Restate the data below word for word, leaving nothing out.

### Information
-*-*-

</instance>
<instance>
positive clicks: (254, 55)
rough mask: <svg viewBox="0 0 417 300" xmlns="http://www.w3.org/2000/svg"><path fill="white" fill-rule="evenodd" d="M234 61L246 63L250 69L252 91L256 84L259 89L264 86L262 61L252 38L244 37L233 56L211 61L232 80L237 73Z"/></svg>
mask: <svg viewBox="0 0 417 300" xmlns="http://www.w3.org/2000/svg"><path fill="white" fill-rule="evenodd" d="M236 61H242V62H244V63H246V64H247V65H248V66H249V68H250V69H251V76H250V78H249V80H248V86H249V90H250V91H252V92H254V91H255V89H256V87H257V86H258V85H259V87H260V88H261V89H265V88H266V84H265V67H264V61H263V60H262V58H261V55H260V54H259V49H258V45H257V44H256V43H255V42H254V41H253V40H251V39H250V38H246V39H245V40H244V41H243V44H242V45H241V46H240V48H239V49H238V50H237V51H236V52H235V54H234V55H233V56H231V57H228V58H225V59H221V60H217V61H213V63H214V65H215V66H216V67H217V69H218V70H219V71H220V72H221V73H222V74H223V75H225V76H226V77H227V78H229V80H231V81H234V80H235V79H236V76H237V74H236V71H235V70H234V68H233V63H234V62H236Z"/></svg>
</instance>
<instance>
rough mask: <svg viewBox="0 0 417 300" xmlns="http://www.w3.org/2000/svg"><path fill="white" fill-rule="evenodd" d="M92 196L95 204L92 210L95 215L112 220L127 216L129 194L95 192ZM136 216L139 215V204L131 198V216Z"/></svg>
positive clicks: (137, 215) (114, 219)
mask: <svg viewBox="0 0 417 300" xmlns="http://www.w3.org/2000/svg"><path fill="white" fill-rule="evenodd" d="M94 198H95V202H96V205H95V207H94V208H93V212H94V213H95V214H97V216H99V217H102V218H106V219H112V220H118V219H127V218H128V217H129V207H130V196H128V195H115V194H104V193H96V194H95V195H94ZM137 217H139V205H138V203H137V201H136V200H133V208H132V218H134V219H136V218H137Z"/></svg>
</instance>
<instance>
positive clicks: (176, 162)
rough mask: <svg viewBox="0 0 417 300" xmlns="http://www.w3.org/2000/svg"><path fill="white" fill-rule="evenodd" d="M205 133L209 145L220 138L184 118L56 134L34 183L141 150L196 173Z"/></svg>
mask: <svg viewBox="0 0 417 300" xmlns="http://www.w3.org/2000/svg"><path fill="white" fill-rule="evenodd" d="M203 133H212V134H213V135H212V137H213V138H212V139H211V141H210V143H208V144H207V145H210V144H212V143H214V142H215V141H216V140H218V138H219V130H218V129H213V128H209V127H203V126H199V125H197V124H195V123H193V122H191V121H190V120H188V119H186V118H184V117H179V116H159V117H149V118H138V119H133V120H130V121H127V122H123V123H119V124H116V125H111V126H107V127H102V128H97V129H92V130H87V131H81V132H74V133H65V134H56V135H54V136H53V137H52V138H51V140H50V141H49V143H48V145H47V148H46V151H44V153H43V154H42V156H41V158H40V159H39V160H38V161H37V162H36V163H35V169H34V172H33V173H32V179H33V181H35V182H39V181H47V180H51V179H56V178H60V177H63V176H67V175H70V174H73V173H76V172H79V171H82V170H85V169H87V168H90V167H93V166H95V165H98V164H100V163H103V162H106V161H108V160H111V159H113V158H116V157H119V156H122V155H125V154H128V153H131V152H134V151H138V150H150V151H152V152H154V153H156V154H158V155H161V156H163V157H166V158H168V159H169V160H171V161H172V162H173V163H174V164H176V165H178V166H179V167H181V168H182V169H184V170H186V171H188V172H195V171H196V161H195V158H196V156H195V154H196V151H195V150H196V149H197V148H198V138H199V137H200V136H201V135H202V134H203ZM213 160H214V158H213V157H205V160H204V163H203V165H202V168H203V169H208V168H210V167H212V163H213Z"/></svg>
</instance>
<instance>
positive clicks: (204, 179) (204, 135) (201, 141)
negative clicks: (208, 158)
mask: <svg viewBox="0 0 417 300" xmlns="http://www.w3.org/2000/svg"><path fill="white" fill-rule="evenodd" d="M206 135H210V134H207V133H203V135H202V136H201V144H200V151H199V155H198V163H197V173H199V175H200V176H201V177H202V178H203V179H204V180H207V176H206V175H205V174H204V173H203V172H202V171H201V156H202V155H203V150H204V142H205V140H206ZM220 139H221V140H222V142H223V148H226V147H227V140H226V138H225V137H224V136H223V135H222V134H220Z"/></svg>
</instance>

-*-*-

### Exercise answer
</instance>
<instance>
positive clicks: (254, 55)
rough mask: <svg viewBox="0 0 417 300" xmlns="http://www.w3.org/2000/svg"><path fill="white" fill-rule="evenodd" d="M234 61L246 63L250 69L252 91L256 84L259 89L264 86L262 61L252 38L244 37L233 56L211 61L232 80L237 73Z"/></svg>
mask: <svg viewBox="0 0 417 300" xmlns="http://www.w3.org/2000/svg"><path fill="white" fill-rule="evenodd" d="M236 61H242V62H244V63H246V64H247V65H248V66H249V68H250V69H251V76H250V78H249V80H248V86H249V90H250V91H252V92H254V91H255V89H256V87H257V86H258V85H259V87H260V88H261V89H265V88H266V84H265V67H264V61H263V60H262V58H261V55H260V54H259V49H258V45H257V44H256V43H255V42H254V41H253V40H251V39H250V38H246V39H245V40H244V41H243V44H242V45H241V46H240V48H239V49H238V50H237V51H236V52H235V54H234V55H233V56H231V57H228V58H225V59H221V60H217V61H213V63H214V65H215V66H216V67H217V69H218V70H219V71H220V72H221V73H222V74H223V75H225V76H226V77H227V78H229V80H231V81H234V80H235V79H236V76H237V74H236V71H235V70H234V68H233V63H234V62H236Z"/></svg>
</instance>
<instance>
rough mask: <svg viewBox="0 0 417 300" xmlns="http://www.w3.org/2000/svg"><path fill="white" fill-rule="evenodd" d="M92 196L95 204L92 210L95 215L112 220L127 216L129 194L95 192ZM136 216L139 215V204L131 198V216Z"/></svg>
positive clicks: (137, 215) (114, 219)
mask: <svg viewBox="0 0 417 300" xmlns="http://www.w3.org/2000/svg"><path fill="white" fill-rule="evenodd" d="M94 198H95V202H96V205H95V207H94V208H93V212H94V213H95V214H97V216H99V217H102V218H106V219H112V220H118V219H127V218H128V217H129V207H130V196H128V195H115V194H104V193H96V194H95V195H94ZM137 217H139V205H138V203H137V201H136V200H133V208H132V218H134V219H136V218H137Z"/></svg>
</instance>
<instance>
positive clicks: (176, 162)
rough mask: <svg viewBox="0 0 417 300" xmlns="http://www.w3.org/2000/svg"><path fill="white" fill-rule="evenodd" d="M205 133L209 145L220 138L184 118L56 134L34 183L141 150L196 173Z"/></svg>
mask: <svg viewBox="0 0 417 300" xmlns="http://www.w3.org/2000/svg"><path fill="white" fill-rule="evenodd" d="M203 133H212V134H213V135H212V137H213V138H212V139H211V141H210V143H208V144H207V145H210V144H212V143H214V142H215V141H216V140H218V138H219V130H218V129H213V128H209V127H203V126H199V125H197V124H195V123H193V122H191V121H190V120H188V119H186V118H184V117H179V116H159V117H149V118H138V119H133V120H130V121H127V122H123V123H119V124H116V125H111V126H107V127H102V128H97V129H92V130H87V131H81V132H74V133H65V134H56V135H54V136H53V137H52V138H51V140H50V141H49V143H48V145H47V148H46V151H44V153H43V154H42V156H41V158H40V159H39V160H38V161H37V162H36V163H35V169H34V172H33V173H32V179H33V181H35V182H39V181H47V180H51V179H56V178H60V177H63V176H67V175H70V174H73V173H76V172H79V171H82V170H85V169H87V168H90V167H93V166H95V165H98V164H100V163H103V162H106V161H108V160H111V159H113V158H116V157H119V156H122V155H125V154H128V153H131V152H134V151H138V150H150V151H152V152H154V153H156V154H158V155H161V156H163V157H166V158H168V159H169V160H171V161H172V162H173V163H174V164H176V165H178V166H179V167H181V168H182V169H184V170H186V171H188V172H195V171H196V161H195V158H196V156H195V154H196V151H195V150H196V149H197V148H198V138H199V137H200V136H201V135H202V134H203ZM213 160H214V158H213V157H205V160H204V163H203V165H202V168H203V169H208V168H210V167H212V163H213Z"/></svg>
</instance>
<instance>
positive clicks: (204, 179) (204, 135) (201, 141)
negative clicks: (208, 158)
mask: <svg viewBox="0 0 417 300" xmlns="http://www.w3.org/2000/svg"><path fill="white" fill-rule="evenodd" d="M206 135H210V134H207V133H203V135H202V136H201V144H200V151H199V155H198V163H197V173H199V175H200V176H201V177H202V178H203V179H204V180H207V176H206V175H205V174H204V173H203V172H202V171H201V156H202V155H203V150H204V142H205V140H206ZM220 139H221V140H222V142H223V148H226V147H227V140H226V138H225V137H224V136H223V135H222V134H220Z"/></svg>
</instance>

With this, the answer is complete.